What you need to do
Would you copy only the lines below, beginning with the one that contains "Each instance receives one keypoint. Mark the barge" and running through the last entry line?

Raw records
------------------------------------------------------------------------

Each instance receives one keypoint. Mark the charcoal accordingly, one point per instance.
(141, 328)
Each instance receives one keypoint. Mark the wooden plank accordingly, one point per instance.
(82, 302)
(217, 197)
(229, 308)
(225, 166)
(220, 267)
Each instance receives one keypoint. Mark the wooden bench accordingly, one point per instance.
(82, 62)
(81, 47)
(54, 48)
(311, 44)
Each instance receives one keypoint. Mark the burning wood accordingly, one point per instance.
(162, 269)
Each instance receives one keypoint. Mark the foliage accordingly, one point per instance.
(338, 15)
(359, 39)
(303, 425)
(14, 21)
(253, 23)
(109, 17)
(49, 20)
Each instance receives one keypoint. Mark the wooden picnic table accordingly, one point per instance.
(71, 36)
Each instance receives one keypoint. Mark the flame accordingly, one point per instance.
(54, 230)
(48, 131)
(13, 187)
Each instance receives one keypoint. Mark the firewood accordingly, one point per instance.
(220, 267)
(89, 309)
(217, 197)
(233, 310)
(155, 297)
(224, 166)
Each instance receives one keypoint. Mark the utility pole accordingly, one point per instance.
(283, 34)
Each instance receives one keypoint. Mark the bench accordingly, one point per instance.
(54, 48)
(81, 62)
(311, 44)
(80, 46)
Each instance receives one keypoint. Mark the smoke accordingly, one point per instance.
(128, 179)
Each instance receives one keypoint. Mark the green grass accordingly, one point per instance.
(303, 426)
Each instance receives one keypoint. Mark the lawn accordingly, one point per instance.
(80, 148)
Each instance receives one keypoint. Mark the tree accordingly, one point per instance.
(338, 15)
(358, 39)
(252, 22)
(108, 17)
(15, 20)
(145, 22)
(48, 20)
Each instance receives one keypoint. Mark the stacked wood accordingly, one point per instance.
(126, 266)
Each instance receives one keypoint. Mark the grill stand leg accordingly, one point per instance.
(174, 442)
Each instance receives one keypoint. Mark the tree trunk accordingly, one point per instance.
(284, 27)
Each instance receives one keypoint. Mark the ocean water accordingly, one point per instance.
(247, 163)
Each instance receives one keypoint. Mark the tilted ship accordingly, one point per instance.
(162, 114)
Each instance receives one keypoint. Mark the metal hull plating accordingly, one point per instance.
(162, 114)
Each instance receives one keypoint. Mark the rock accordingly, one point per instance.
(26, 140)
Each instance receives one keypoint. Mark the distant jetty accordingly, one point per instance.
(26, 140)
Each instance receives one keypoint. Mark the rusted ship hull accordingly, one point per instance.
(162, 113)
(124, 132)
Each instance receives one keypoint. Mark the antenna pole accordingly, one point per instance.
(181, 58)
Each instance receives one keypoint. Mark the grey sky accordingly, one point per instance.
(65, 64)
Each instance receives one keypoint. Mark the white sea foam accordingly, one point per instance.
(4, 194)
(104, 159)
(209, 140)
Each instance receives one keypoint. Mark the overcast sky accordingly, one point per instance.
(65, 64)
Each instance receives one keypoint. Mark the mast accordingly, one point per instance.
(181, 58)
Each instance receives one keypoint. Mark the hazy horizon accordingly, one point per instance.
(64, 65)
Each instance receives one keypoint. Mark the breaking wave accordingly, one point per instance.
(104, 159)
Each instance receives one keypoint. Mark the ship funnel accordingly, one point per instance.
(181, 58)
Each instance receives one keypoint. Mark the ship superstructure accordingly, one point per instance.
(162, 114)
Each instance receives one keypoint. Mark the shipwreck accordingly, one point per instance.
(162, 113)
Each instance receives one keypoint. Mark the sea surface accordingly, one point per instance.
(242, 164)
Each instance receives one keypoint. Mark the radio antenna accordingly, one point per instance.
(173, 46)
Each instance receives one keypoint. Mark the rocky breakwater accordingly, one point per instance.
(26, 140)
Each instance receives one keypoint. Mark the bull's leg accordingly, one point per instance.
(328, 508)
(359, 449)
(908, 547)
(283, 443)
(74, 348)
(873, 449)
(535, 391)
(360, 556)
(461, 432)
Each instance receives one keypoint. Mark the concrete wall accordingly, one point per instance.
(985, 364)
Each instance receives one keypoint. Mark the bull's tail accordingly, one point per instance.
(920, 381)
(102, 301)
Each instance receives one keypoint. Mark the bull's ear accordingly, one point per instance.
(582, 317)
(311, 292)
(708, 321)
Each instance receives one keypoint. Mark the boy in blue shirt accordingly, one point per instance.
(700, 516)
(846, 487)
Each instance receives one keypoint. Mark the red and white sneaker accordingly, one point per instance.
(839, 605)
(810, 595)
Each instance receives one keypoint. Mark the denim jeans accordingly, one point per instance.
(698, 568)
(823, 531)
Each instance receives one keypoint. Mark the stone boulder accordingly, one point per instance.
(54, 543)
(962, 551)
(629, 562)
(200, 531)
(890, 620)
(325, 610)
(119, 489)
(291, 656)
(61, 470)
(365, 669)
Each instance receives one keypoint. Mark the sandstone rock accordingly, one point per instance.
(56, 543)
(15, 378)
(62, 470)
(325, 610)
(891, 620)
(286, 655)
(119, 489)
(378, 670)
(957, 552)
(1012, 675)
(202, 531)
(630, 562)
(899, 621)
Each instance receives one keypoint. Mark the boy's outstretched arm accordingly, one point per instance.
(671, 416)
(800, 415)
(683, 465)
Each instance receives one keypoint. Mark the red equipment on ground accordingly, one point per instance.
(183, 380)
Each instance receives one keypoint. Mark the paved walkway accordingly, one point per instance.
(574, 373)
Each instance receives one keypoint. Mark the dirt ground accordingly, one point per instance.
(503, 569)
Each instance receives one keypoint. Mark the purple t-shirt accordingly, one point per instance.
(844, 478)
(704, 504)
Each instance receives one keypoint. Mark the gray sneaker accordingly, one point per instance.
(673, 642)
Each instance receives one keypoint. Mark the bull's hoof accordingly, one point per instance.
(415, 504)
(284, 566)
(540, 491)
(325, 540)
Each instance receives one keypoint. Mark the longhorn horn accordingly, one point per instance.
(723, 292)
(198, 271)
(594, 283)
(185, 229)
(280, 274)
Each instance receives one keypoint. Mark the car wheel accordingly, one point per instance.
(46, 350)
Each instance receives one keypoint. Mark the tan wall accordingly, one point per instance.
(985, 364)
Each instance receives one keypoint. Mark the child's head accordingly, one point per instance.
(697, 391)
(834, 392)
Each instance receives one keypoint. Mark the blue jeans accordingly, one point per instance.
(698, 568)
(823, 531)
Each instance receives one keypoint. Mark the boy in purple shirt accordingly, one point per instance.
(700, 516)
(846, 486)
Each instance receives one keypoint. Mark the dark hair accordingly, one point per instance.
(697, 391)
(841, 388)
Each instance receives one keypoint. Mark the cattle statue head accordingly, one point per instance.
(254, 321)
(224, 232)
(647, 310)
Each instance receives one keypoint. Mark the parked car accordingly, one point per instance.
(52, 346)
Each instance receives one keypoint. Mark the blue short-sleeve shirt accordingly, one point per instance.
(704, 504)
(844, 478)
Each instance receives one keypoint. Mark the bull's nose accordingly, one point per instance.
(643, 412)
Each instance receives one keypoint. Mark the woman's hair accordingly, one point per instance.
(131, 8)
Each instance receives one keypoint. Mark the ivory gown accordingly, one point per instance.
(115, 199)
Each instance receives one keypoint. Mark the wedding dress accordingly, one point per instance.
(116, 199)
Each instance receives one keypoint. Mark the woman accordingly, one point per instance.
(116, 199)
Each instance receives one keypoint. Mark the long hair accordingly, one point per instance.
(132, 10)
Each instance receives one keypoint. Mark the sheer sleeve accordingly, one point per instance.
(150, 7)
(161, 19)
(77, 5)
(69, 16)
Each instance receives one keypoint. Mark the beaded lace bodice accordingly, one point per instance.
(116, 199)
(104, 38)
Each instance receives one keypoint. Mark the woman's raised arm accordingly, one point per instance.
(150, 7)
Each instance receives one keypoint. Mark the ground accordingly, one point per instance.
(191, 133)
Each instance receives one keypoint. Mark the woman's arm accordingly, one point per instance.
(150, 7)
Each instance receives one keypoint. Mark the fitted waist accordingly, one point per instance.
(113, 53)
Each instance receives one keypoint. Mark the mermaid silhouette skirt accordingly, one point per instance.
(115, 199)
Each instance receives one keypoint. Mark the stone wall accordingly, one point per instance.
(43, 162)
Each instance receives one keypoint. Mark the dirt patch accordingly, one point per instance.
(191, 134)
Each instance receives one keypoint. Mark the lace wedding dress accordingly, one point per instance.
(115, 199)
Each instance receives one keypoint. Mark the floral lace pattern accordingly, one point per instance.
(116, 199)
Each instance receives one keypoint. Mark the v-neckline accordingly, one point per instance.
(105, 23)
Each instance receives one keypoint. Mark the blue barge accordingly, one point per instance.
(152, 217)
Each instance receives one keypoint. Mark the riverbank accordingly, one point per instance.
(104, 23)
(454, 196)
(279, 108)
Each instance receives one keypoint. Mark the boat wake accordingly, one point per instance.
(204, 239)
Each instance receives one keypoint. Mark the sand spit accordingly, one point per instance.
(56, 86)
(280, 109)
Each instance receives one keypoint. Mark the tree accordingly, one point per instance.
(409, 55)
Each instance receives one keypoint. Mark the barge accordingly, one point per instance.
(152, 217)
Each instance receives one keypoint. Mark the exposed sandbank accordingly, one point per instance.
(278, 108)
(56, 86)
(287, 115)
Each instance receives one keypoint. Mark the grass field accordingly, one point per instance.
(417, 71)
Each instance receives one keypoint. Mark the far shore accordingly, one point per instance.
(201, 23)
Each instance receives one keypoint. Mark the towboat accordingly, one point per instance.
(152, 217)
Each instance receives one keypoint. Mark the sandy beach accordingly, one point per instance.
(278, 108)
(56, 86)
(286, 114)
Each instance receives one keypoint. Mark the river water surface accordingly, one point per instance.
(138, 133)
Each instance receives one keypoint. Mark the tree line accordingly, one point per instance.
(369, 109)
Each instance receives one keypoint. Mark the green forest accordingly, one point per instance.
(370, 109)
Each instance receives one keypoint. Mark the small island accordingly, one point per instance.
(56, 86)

------------------------------------------------------------------------

Finished task
Each instance receives one keypoint. Mark the barge accordingly, one point per instance.
(152, 217)
Each instance receives one keypoint. Mark the exposed sandbank accordingly, one point per instance.
(278, 108)
(56, 86)
(287, 115)
Each instance receives one keypoint. Mark the grass field accordingly, one point per instance.
(417, 71)
Each instance receives one keypoint. Mark the far shore accordingly, one point per instance.
(201, 23)
Each instance receives one keypoint. Mark the towboat accordingly, one point per instance.
(152, 217)
Each instance receives one keypoint. Mark the sandy beach accordingly, one point per instance.
(278, 108)
(56, 86)
(286, 114)
Each instance receives one keypoint. Mark the river water surface accordingly, one point per instance.
(138, 133)
Each instance receives one keypoint. Mark the tree line accordingly, one point per instance.
(369, 109)
Each instance receives one keypoint. Mark the green forest accordingly, one point per instance.
(370, 109)
Each instance receives one keypoint. Mark the small island accordingly, one point per instance.
(56, 86)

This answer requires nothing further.